[What the exercise asks]: Copy the entries below word for word, from the very first line through the line containing "pixel 421 265", with both of those lines included.

[Point placement records]:
----
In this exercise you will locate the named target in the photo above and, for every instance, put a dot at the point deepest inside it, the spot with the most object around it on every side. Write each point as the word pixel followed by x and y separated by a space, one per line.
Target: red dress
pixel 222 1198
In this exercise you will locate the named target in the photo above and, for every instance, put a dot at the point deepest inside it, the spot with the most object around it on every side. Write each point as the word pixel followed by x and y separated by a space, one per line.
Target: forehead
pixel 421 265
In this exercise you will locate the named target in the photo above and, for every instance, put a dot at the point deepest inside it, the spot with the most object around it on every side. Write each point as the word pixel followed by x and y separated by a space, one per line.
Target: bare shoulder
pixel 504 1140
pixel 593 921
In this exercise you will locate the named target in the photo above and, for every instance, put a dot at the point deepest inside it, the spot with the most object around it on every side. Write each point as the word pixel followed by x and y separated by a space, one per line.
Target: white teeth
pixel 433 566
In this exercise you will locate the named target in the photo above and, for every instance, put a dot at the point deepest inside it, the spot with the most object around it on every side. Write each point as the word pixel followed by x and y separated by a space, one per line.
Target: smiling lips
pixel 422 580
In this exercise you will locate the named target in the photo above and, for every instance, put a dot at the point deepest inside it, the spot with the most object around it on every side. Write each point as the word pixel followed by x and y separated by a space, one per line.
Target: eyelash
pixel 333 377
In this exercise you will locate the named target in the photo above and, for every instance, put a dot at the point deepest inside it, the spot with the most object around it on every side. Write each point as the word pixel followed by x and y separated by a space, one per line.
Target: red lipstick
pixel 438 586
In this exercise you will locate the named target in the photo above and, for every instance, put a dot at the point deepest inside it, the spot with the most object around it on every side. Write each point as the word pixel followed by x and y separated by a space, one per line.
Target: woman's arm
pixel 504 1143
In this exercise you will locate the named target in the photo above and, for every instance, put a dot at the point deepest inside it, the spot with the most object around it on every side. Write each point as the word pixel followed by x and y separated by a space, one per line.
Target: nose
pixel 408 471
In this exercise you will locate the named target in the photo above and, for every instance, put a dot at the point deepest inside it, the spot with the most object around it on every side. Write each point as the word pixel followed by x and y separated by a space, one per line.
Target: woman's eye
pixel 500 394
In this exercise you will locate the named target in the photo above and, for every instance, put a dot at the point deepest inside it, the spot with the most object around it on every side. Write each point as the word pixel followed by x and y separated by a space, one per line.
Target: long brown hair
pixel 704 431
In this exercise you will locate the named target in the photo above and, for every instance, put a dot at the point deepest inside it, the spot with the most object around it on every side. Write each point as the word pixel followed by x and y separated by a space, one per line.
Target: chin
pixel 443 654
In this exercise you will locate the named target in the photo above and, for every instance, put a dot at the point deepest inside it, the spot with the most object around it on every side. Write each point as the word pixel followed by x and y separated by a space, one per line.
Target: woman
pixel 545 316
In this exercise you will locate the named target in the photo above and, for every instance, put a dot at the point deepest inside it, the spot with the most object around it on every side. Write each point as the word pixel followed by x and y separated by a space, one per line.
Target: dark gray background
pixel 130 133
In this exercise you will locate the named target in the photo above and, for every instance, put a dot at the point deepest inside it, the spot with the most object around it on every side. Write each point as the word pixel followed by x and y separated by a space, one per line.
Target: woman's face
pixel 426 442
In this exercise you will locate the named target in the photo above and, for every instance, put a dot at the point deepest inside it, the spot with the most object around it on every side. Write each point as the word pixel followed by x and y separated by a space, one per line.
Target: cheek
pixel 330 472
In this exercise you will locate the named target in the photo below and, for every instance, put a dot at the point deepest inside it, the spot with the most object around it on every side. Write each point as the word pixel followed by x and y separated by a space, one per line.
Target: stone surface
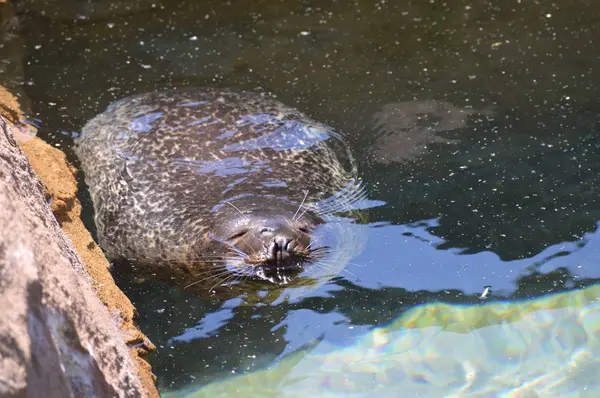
----
[Solved problem]:
In this exercise you will locate the named target in the photo above and, for every instance, put a dot at the point deepest inside it, the spot with the most object around it on every side. Write each point as the word pixel followed by x and y separated by a space, one per line.
Target: red dress
pixel 222 1198
In this exercise you will locate the named target in the photo above and, for every instance, put a dot at the point deepest inside it, the spot with the most object around it on every side. Write each point as the word pixel followed by x and y separated by a space, one per line.
Target: forehead
pixel 421 265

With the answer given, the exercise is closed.